- _REQUEST_: Write the next few paragraphs of the report below on gun and knife killings in London, starting right after its last sentence.

- _EXCERPTED TEXT_:
>> Begin
First, there’s this:
Gun and knife killings are getting out of control as six Londoners were murdered over the past week and one child is stabbed to death each week, anti-crime campaigners warned.
Local communities were being blighted by run-away violence as gang members who believe they are “untouchable” carry guns and weapons as a matter of routine to carry out crimes and to settle scores.
Now as a matter of “urgency,” police should carry out random and targeted stop and search to catch weapon wielding thugs backed up with the introduction of a mandatory five year prison sentence for those carrying illegal knives – the same penalty as carrying guns.
Last Sunday Lee Ryner, 30, was stabbed in Romford. Then father of three Ken Hong, 38, died of his injuries after being thrown from his car as he tried to stop a car thief in Streatham on Wednesday.
Two days later Brazilian Carlos Moreno, 23, was gunned down as he arrived outside a friend’s home in Acton on Friday evening.
Hours later Mikey Brown, 24, was stabbed to death during a row in a nightclub in Kinsgston at 2am on Saturday morning, and four hours later 17-year-old Annaka Pinto was shot dead during another row in an Tottenham club.
>> End
- _RECORD SET_:
>> Begin
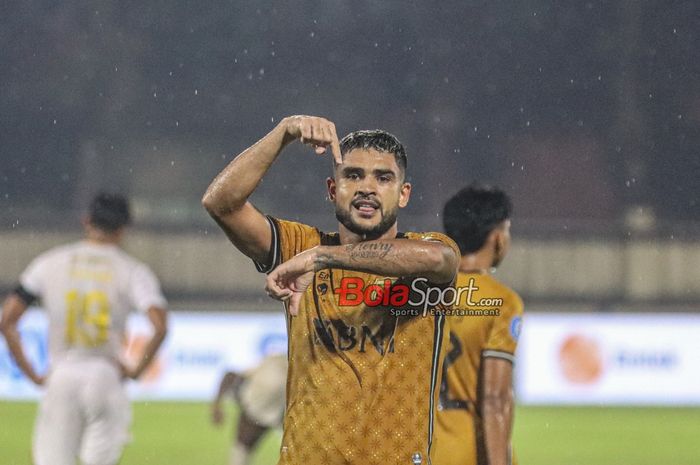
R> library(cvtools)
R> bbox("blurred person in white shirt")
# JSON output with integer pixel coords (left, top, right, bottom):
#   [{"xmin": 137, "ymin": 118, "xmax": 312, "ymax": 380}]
[
  {"xmin": 0, "ymin": 193, "xmax": 167, "ymax": 465},
  {"xmin": 211, "ymin": 353, "xmax": 287, "ymax": 465}
]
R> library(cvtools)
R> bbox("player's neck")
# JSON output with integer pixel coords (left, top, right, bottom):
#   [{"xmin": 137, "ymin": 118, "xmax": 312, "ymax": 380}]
[
  {"xmin": 459, "ymin": 249, "xmax": 493, "ymax": 274},
  {"xmin": 338, "ymin": 223, "xmax": 399, "ymax": 244},
  {"xmin": 85, "ymin": 229, "xmax": 121, "ymax": 246}
]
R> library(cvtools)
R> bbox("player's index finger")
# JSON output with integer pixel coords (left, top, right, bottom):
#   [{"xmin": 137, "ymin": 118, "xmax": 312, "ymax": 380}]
[{"xmin": 331, "ymin": 134, "xmax": 343, "ymax": 165}]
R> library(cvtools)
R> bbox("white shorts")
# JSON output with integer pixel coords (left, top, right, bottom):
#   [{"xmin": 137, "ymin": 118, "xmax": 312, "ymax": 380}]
>> End
- _REPLY TO THE EXERCISE_:
Then just before midnight on Saturday a 16-year-old was stabbed to death in a gang clash in Beckenham.
Victims of Crime Trust director Norman Brennan said Britain was quickly gaining a reputation as being one of the most violent countries in the Western world, scarring communities and leaving millions in fear of crime.
Now he urged tougher action to stamp out the spiralling violence, claiming the Government has failed to uphold its pledge to make Britain’s street safer.
He said: “In the past six days there have been three people stabbed to death, two people shot dead and one father fatally injured when he was run over by his own car whilst trying to prevent it from being stolen.
“A child is stabbed to death on the streets of Britain every week and knife homicides out number gun homicides by three to one. If these measures were introduced it would greatly reduce knife crime and consequently save lives.
“I believe that the government who came into power with the slogan ‘tough on crime, tough on the causes of crime’ have failed to deliver on their promises to make the streets of Britain safe.
“We have many individuals and gang members that carry guns and knives as a matter of routine to commit crime and protect themselves and their turf, believing that they are untouchable.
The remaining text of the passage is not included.